KETENTUAN LATIHAN
Menurut bacaan tentang usulan agar Bupati Madina berkantor di Pantai Barat, berapa lama Irwan H Daulay menelusuri Pantai Barat Madina?

BACAAN YANG DISEDIAKAN
···

[Jika] Bupati Madina Ngantor Di Pantai Barat

  • Bagikan
[Jika] Bupati Madina Ngantor Di Pantai Barat
Bupati Madina HM Jafar Sukhairi Nasution dan Wakil Bupati Madina Atika Azmi Utammi Nasution. Waspada/Ist

ADA usulan menyedot perhatian publik, Sabtu (23/6), yang kini jadi topik perbincangan. Bupati Mandailing Natal HM Jafar Sukhairi Nasution dan Wakil Bupati Madina Atika Azmi Utammi Nasution yang kini berkantor di Panyabungan, diusulkan ngantor secara berkala di Pantai Barat Madina. Lho, untuk apa?

Adalah Irwan H Daulay, pengamat ekonomi asal Mandailing Natal menyuarakan usulan terkesan mengejutkan. Tokoh masyarakat Madina ini menyampaikan saran setelah menjelajahi Pantai Barat Madina.

“Tiga hari tiga malam saya menelusuri Pantai Barat Madina, mulai dari batas Sumbar sampai batas Tapsel 170 km, luar biasa rahmat Allah diberikan Allah SWT kepada negeri ini,” ujar Irwan Daulay.

Sekonyong-konyong, lanjutnya, dia bergumam: seandainya bupati/Wabup berkantor di sana 1 x 2 pekan, perubahan cepat akan terjadi, banyak ide yang akan kesampaian.

Sebenarnya, petinggi di negeri ini — baik di pusat maupun di daerah — ngantor di desa bukan ide baru. Bahkan, ini sudah mereka lakukan berkali-kali untuk kemaslahatan masyarakat.

Presiden Joko Widodo, misalnya, tiba-tiba inspeksi mendadak dana desa di Yogyakarta. Atau, kemarin, Jokowi nginap setelah mengunjungi lokasi hunian pengungsi erupsi Gunung Sinabung, Sumatera Utara. Ada 370 rumah diberikan untuk pengungsi.

Nah, tujuannya, tentu saja, untuk memaksimalkan upaya mengatasi berbagai persoalan di daerah. Ngantor di lokasi atau melakukan kunjungan langsung, niscaya akan muncul [menerima] ide kemudian didiskusukan untuk mengambil langkah segera, seefesien mungkin, semaksimal mungkin.

···

KUTIPAN DATA
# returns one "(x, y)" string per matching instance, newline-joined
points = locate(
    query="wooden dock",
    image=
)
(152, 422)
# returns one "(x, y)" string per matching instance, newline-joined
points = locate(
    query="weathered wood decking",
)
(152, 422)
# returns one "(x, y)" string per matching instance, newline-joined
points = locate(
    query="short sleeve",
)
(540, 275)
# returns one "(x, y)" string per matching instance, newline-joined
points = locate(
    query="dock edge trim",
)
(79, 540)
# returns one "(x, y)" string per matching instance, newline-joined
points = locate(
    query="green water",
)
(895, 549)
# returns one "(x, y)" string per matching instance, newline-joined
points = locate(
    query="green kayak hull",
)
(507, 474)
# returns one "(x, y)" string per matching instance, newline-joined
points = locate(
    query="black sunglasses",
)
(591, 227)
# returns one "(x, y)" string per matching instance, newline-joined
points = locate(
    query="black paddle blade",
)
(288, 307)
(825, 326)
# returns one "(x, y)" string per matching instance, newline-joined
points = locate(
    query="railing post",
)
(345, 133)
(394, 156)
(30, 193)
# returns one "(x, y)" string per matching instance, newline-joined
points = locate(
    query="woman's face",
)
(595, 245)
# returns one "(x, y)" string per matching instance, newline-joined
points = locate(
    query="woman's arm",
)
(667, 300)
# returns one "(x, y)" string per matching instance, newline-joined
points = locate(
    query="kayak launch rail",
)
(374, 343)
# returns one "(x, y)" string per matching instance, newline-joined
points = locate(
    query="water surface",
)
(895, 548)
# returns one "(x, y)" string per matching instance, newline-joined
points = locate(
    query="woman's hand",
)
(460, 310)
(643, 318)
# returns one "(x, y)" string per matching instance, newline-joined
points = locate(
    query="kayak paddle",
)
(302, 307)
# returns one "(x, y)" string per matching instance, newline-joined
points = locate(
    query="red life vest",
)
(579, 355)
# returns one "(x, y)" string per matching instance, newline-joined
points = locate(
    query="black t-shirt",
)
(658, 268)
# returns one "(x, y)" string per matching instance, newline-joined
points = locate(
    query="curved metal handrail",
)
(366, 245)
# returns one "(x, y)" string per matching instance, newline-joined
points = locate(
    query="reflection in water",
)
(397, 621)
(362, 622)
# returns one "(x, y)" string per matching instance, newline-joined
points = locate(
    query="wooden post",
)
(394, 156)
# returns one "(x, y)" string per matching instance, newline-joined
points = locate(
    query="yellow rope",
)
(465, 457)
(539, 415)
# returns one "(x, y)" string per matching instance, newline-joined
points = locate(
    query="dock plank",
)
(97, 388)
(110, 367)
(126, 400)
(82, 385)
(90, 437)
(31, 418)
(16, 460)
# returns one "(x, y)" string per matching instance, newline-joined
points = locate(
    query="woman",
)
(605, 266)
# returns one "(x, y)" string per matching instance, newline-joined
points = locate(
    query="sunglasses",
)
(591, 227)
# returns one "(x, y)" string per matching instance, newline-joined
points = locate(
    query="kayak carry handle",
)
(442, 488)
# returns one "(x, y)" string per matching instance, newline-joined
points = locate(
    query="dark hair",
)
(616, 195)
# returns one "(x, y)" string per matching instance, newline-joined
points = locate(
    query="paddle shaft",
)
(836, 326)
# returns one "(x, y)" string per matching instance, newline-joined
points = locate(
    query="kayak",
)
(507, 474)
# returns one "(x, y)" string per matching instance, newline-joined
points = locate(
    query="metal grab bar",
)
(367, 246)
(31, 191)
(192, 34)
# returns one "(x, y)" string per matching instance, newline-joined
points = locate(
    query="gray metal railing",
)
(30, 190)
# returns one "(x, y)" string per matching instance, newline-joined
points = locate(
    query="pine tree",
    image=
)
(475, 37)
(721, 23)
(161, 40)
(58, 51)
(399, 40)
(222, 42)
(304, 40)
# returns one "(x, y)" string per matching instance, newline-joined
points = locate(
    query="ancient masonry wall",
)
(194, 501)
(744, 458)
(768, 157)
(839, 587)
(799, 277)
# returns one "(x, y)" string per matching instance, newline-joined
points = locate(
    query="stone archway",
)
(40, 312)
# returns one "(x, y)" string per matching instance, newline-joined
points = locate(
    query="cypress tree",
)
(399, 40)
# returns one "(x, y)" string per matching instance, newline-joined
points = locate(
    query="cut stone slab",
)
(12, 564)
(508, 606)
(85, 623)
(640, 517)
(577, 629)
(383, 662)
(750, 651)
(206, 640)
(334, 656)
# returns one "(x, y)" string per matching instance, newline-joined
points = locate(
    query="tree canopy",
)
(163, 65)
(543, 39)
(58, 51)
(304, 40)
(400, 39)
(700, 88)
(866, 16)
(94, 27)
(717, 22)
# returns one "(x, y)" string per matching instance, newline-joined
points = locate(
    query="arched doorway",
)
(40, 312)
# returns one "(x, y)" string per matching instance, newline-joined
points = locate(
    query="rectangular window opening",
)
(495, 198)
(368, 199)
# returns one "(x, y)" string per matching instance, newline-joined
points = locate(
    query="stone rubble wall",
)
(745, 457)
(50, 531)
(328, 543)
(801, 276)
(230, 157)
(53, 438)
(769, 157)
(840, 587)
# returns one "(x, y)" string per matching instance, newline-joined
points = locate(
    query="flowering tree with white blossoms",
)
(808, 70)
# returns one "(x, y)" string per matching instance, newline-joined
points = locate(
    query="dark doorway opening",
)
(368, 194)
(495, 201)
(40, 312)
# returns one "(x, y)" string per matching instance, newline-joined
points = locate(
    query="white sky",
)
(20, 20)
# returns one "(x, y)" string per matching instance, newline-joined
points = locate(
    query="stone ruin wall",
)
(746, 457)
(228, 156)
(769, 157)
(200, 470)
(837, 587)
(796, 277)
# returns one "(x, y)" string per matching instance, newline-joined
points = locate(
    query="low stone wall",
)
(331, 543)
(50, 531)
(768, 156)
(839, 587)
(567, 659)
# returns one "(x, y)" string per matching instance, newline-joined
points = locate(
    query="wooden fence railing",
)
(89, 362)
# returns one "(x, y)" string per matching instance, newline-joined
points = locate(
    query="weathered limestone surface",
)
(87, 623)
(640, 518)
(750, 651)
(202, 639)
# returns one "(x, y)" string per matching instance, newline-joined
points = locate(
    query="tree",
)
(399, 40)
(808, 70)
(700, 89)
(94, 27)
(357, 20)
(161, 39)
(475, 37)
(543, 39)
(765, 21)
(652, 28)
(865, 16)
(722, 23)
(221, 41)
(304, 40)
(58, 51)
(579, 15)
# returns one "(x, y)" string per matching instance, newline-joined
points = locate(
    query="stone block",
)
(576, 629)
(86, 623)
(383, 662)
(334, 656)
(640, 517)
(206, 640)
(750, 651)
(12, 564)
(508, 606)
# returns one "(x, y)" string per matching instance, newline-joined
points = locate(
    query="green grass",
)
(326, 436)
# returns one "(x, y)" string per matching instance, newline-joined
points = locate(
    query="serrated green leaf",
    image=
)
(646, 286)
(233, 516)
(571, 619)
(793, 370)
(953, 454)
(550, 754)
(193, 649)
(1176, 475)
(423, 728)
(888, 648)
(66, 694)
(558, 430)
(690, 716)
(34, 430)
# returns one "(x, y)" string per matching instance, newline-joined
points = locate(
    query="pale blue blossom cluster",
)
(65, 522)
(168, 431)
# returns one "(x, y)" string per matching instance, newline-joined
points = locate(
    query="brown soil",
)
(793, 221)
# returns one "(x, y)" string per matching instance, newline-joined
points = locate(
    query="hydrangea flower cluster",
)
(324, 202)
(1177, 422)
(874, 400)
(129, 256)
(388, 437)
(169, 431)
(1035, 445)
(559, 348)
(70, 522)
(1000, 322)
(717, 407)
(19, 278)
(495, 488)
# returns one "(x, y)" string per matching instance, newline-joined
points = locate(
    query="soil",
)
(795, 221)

···

JAWABAN BENAR
Tiga hari tiga malam.